* **Okuma metni**
Yapay zekâ ve sinema

Öne Çıkanlar Teknoyaşam
Yapay zekâ ve sinema

Günümüzde dünyada ve Türkiye’de en çok konuşulan ve tartışılan konular arasında yapay zekâ ön sıralarda yer almaktadır. Merriam Webster sözlüğünde yapay zekâ; bilgisayar biliminin bir dalı ve bir makinenin insan zekâsını taklit edebilme becerisi olarak tanımlanmaktadır.

Yapay zekânın tanımındaki makine ve zekâ ilişkisi başta bilim adamları, yatırımcılar ve teknoloji şirketleri olmak üzere bir çok farklı kesimden insanı endişelendiren ya da en azından düşündüren bir ilişkidir. Sinemada, edebiyatta ve farklı alanlarda uzun süreden beri geleceğe dair tasavvurlarda yapay zekâ, genellikle distopyen bir alan olarak karşımıza çıkmaktadır. Bilimkurgu edebiyatında ve sinemasında giderek eskisine nazaran daha fazla yer bulmaktadır.

* **Alıştırma görevi**
Yapay zekâ ve sinema konulu metni son cümlesinden sonra sürdürün.

* **Alıntılanan satırlar**
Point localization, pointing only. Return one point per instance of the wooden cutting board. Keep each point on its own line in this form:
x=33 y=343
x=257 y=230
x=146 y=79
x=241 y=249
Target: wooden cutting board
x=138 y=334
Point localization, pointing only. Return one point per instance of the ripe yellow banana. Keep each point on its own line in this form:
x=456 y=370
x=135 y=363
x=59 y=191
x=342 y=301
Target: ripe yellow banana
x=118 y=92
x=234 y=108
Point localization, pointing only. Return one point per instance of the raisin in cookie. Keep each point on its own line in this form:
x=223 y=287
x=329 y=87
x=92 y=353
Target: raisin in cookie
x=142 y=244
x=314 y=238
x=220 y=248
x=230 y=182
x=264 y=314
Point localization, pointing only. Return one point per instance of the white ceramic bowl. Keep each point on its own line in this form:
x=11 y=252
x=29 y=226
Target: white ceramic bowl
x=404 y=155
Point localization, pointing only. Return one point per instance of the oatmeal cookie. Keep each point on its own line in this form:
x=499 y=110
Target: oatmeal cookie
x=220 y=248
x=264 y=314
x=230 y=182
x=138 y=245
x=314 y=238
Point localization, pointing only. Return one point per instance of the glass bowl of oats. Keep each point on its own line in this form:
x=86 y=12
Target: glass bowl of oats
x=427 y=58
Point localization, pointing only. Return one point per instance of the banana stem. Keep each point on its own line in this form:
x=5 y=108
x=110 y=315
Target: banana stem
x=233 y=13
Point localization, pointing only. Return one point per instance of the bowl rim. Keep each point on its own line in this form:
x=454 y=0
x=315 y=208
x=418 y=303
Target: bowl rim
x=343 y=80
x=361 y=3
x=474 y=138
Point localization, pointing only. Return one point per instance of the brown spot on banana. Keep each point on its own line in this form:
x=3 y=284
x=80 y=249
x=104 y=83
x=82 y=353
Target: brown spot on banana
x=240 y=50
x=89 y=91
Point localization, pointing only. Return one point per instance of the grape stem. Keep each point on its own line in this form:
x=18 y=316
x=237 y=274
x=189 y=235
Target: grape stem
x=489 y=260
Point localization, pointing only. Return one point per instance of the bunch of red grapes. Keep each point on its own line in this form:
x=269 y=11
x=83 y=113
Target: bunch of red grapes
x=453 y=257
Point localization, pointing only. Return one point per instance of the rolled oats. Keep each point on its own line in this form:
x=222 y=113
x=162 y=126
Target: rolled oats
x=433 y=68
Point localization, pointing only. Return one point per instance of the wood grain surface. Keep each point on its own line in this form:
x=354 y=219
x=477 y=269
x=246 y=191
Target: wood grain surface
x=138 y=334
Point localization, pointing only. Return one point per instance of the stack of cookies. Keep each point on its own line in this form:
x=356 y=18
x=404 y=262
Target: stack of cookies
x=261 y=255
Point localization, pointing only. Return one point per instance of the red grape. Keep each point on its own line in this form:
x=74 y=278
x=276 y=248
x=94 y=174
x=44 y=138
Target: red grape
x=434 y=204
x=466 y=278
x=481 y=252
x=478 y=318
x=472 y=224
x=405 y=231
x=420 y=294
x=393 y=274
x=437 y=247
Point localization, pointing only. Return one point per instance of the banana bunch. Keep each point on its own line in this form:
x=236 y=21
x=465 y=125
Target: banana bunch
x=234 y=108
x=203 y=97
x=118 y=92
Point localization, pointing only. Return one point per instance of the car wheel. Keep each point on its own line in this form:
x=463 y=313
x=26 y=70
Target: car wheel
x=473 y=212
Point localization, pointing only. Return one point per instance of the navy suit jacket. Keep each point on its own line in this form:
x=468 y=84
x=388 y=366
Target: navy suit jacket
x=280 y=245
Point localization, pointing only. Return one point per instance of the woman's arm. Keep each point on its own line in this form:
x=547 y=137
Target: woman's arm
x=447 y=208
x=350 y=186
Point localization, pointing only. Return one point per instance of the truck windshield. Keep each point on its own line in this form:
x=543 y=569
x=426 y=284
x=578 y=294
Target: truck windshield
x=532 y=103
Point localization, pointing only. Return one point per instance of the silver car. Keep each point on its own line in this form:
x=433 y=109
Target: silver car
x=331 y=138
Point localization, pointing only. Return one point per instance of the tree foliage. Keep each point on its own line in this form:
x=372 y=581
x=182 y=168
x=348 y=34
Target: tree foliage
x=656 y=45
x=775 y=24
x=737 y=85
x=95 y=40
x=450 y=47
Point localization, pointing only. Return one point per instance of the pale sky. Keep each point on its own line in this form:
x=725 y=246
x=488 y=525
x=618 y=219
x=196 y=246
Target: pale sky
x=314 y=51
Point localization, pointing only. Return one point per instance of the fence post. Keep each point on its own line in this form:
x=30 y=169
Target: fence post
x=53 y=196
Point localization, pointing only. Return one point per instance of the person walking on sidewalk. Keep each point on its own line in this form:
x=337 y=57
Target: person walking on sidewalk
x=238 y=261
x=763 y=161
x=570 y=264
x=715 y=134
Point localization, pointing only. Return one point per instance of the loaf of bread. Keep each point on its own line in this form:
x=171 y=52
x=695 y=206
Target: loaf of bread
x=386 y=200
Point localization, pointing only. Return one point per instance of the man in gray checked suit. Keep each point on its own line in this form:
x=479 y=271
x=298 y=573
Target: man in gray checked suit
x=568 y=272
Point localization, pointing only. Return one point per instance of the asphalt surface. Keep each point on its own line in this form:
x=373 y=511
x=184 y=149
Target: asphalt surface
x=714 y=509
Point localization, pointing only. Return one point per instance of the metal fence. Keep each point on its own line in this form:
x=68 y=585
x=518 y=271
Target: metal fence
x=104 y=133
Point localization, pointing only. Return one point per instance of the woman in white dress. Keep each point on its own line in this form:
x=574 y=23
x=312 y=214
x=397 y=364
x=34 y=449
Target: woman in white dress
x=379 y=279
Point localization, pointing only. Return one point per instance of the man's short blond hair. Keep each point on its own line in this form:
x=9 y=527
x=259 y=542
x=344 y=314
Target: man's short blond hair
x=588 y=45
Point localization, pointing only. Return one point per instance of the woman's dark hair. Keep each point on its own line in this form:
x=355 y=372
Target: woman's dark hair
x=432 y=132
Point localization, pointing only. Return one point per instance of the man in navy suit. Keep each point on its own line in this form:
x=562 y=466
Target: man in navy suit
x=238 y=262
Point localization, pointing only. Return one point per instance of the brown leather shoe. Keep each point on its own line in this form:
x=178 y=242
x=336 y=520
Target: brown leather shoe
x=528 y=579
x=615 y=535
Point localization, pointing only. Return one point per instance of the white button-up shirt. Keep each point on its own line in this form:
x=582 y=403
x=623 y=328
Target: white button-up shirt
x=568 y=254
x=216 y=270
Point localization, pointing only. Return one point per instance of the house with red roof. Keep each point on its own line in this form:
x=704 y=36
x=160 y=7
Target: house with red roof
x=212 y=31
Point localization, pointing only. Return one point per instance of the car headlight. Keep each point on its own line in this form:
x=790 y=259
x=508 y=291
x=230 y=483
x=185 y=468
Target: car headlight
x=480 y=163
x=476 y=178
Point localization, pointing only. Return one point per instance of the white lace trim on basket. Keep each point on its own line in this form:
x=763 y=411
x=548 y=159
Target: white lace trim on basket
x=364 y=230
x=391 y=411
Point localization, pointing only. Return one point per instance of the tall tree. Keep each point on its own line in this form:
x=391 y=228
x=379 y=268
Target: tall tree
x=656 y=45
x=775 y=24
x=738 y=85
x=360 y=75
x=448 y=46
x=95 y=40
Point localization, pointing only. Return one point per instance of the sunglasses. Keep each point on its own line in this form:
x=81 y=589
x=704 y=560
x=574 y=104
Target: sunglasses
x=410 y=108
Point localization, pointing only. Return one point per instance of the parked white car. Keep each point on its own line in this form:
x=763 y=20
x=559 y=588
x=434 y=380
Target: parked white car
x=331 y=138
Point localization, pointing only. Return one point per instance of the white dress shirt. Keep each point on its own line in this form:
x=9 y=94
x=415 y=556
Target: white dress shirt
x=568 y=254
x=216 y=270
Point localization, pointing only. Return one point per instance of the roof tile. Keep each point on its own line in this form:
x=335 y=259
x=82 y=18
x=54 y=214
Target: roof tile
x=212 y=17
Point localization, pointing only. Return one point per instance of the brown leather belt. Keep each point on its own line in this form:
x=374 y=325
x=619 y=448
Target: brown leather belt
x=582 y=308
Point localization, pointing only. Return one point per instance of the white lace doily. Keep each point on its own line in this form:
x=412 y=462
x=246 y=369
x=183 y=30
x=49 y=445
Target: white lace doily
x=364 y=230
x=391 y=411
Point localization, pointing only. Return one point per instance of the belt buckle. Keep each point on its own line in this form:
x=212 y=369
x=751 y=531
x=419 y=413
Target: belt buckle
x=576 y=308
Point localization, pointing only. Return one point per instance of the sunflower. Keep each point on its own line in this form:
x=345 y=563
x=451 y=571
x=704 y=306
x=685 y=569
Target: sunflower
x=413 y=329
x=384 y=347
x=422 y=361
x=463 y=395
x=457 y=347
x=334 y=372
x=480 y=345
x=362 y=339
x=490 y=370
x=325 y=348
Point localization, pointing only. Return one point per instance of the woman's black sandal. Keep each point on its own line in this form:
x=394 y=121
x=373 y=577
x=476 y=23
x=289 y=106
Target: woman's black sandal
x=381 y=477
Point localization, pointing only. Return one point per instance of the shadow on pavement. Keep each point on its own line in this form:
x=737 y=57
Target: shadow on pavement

* **Alıştırma cevabı**
Söz konusu endişe veya korkuların temel çıkış noktası yapay zekâya sahip makine ve robotların insanların ellerinden bir çok işi alacakları ve insanların çoğunun işsiz kalacağıdır. Bu endişenin daha ileri bir aşaması da makinelerin dünyayı ele geçirip insanlığı yok edeceğidir. Bu konuyu en çok dillendirenlerden biri de İngiliz fizikçi Stephen Hawking’dir. Ünlü fizikçi son zamanlarda sıkça bu konuya değinmektedir.


Hukukçular ise yapay zekâ alanında kapsamlı bir hukuksal düzenlemeye vurgu yapmaktadır. Hasan Sınar, mevcut hukuk düzeninin yapay zekânın geniş alanlarda kullanımıyla birlikte yeniden düzenlemesi gerektiğini savunmaktadır. Sınar, mevcut kuralların insancıl hukuka göre düzenlendiğini, insan unsurundan yoksun bir Yapay Zekâ’nın hiçbir kuralla bağlı olmadığını ve hedefe ulaşmak için her türlü kötülüğü yapabileceğini öne sürmektedir.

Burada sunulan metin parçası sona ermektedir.